Все девяностые годы мы интенсивно осмысляли то, что в европейской культуре давно стало общепринятым, внедренным в сознание и уже порядком заштампованным — сюрреализм как главную составляющую авангарда ХХ века. Примечательная антология французского сюрреализма, подготовленная С. Исаевым и Е. Гальцовой и увидевшая свет в 1994 году, впервые ввела в наш литературный обиход значительный корпус сюрреалистической прозы. В 1999 году вышла “Антология черного юмора” Андре Бретона, подготовленная к изданию и по большей части переведенная Сергеем Дубиным. Это был серьезный опыт прочтения отдельных текстов под углом зрения тоталитарных притязаний сюрреализма на литературное господство. Наконец, настоящая подборка знакомит со стихами одиннадцати поэтов, которые были связаны с сюрреализмом в эпоху его расцвета, в двадцатые — первую половину тридцатых годов.
Мишель Лейрис, поэт из когорты сюрреалистов, вычленил, возможно, главное в формировании их поэтических судеб. “Известно, — отмечал он, — какое значение сюрреализм придавал мечте, изобретению и шире — всем продуктам воображения, исходящим из самых глубин человека. Но в меньшей степени известно, что для большинства поэтов и художников, которые, объединясь вокруг Андре Бретона, участвовали в этом движении, изначально речь шла не столько о бегстве от действительности, сколько о завоевании области воображаемого и присоединении ее к жизни”.
Лейрис, собственно, говорит о целях, к которым должна была привести сюрреалистическая революция, утверждавшая право на свободу во всем — от любви до поэзии. Как в первой, так и во второй прежде всего выявлялись ассоциации и аллюзии, которые раньше далеко не всегда принимались в расчет. В этом смысле поэзия оказалась уникальным испытательным полем — здесь сюрреализм утвердил особые приемы отношения с языком, особые способы организации поэтического образа, которые в отдельных случаях использовались в литературе и прежде. Неспроста получил такую широкую известность “почетный список” из первого “Манифеста сюрреализма” А. Бретона: “Свифт — сюрреалист в язвительности. Сад — сюрреалист в садизме. Шатобриан — сюрреалист в экзотике. Констан — сюрреалист в политике…”. И т. д., и т. п. — перечень бесконечен. Какой бы отбор предшественников ни производили сюрреалисты, их главная историческая миссия как записных модернистов выразилась в ассимиляции множества поэтических истоков и свелась к многократному умножению уже сделанных открытий.

→ **ИЗВЛЕЧЁННЫЕ ЗАПИСИ**
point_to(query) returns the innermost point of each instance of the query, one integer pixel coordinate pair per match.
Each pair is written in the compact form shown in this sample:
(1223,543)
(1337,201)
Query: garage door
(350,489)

--

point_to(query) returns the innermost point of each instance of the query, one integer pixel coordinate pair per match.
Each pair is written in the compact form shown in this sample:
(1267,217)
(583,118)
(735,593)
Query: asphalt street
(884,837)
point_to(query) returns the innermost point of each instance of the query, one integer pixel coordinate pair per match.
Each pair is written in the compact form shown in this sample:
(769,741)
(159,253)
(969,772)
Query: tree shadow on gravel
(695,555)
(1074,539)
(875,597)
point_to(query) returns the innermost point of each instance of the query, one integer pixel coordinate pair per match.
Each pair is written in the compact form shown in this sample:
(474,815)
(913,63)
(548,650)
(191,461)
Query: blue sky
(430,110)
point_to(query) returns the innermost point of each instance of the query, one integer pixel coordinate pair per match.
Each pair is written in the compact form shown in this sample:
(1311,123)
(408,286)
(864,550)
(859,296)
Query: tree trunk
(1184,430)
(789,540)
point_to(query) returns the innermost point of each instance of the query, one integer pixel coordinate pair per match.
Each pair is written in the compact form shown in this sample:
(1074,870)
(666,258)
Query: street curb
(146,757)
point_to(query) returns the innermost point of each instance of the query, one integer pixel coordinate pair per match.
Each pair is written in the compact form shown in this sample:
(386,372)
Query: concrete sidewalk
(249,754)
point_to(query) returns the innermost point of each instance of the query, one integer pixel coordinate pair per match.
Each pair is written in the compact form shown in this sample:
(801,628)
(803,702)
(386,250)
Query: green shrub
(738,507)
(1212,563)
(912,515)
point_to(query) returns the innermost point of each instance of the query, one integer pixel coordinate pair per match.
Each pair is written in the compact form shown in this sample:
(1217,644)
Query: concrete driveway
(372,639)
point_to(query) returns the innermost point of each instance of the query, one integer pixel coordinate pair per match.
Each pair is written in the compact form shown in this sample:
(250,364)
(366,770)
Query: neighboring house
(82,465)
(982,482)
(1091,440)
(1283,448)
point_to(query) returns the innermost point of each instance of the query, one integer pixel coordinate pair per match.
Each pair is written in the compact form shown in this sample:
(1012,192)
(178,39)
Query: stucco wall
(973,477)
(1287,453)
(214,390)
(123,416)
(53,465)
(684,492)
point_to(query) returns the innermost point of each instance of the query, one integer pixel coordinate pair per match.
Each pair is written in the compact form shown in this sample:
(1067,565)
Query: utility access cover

→ **ЗАДАНИЕ A**
Объясните, опираясь на текст о сюрреализме, почему поэзия оказалась для сюрреализма уникальным испытательным полем.
→ **ЗАДАНИЕ B**
В каком году, согласно тексту о сюрреализме, вышла антология французского сюрреализма, подготовленная С. Исаевым и Е. Гальцовой?

→ **ПРАВИЛЬНЫЙ ОТВЕТ A**
Поэзия стала уникальным испытательным полем, потому что именно в ней сюрреализм утвердил особые приемы отношения с языком и особые способы организации поэтического образа. В отдельных случаях литература использовала их и прежде.

→ **ПРАВИЛЬНЫЙ ОТВЕТ B**
В 1994 году.